Problem description: Restate, word for word, every line of the data.

§ §

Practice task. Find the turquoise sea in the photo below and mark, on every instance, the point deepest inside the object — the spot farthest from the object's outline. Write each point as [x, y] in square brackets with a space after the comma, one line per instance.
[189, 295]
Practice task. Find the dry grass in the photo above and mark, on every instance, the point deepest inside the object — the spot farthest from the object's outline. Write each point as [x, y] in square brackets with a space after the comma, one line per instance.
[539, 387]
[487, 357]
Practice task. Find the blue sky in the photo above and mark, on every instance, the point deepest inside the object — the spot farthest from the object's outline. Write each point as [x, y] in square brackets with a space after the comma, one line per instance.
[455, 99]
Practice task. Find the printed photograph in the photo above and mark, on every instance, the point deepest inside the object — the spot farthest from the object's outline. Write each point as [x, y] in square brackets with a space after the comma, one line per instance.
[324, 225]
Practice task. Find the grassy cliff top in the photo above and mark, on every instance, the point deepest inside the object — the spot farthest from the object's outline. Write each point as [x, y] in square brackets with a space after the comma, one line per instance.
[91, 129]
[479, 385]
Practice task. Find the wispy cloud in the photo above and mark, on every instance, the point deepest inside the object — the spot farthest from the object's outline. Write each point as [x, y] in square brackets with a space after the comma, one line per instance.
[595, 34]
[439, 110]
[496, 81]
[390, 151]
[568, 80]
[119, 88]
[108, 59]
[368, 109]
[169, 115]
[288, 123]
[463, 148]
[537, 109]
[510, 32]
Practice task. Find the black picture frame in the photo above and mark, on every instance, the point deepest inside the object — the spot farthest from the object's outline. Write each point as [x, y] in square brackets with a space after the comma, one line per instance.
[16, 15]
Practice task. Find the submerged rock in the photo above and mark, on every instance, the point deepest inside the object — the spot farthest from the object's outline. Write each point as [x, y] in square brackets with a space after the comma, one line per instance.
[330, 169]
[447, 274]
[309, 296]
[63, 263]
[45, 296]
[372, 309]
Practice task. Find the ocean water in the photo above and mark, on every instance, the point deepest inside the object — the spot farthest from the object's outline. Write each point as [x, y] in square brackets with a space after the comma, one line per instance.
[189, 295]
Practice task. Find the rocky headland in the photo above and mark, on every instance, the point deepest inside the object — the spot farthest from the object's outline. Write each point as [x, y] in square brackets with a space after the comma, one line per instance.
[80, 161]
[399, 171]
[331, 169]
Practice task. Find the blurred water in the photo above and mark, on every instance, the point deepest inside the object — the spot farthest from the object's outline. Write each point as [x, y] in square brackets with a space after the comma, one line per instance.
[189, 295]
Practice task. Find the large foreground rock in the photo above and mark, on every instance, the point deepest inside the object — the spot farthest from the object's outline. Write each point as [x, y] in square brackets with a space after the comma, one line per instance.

§ §

Solution to this task:
Practice task. Find the turquoise sea in the photo below and mark, on every instance, the point deepest inside the object — the spot farthest from the object's outline. Write each point as [x, y] in square brackets with a space after the comma, one line per instance.
[189, 295]
Practice task. Find the dry grass in the photo above and mark, on every instance, the point deepest inside the object — the spot farthest from the object's outline. Write each point as [x, y] in square brackets with a space after the comma, one line per instance.
[539, 387]
[487, 357]
Practice task. Find the blue sky in the photo above and mark, on every instance, the point deepest inside the object — the spot farthest from the object's outline. Write each point as [x, y] in square brackets with a space after the comma, one line per instance.
[455, 99]
Practice task. Find the printed photograph in the photo above and mark, on every instance, the point deepest inside the object — the spot farthest from the object's outline. Write each point as [x, y] in square brackets with a space after the comma, one line per instance.
[324, 225]
Practice task. Find the grassy cliff top in the photo above and mark, on every instance, the point deepest inside the object — the spot farthest from the object's outline. Write each point as [x, y] in square brackets with a space after the comma, one line per instance.
[91, 129]
[479, 385]
Practice task. Find the wispy cloud in the photo above and mark, on every instance, the point deepest inside the object — the spot farthest from the object's outline. Write each point as [x, y] in square brackets with a space after the comma, one line per instance.
[595, 34]
[439, 110]
[496, 81]
[390, 151]
[568, 80]
[119, 88]
[108, 59]
[368, 109]
[169, 115]
[288, 123]
[463, 148]
[537, 109]
[510, 32]
Practice task. Find the black picture frame in the photo above and mark, on every instance, the point deepest inside the object — the spot farthest from the object's outline. Write each point as [x, y] in square brackets with a space after the comma, one line per instance.
[16, 15]
Practice task. Find the submerged rock in the photo above and mark, on every instance, the point deepest inside the object — the spot farthest from the object's outline. Write each point as [x, y] in square brackets with a space after the comma, one line per instance.
[330, 169]
[447, 274]
[309, 296]
[63, 263]
[45, 296]
[372, 309]
Practice task. Find the ocean water in the photo above and mark, on every instance, the point deepest inside the object — the spot farthest from the object's outline. Write each point as [x, y] in square brackets with a space after the comma, one line per instance.
[189, 295]
Practice task. Find the rocky headland in the photo above and mark, on every instance, the point deepest inside the object — the spot farthest from the object's outline. Write each point as [x, y] in square brackets with a space after the comma, one line per instance.
[80, 161]
[399, 171]
[331, 169]
Practice task. Find the blurred water in the photo above and mark, on every instance, the point deepest inside the object — the spot farthest from the object's outline. Write each point as [x, y] in square brackets with a space after the comma, one line per instance.
[189, 295]
Practice task. Find the large foreground rock in the photo above and mark, on every instance, the point deepest inside the object — the spot farthest from the object's outline. Write each point as [x, y] in square brackets with a space after the comma, one line per instance.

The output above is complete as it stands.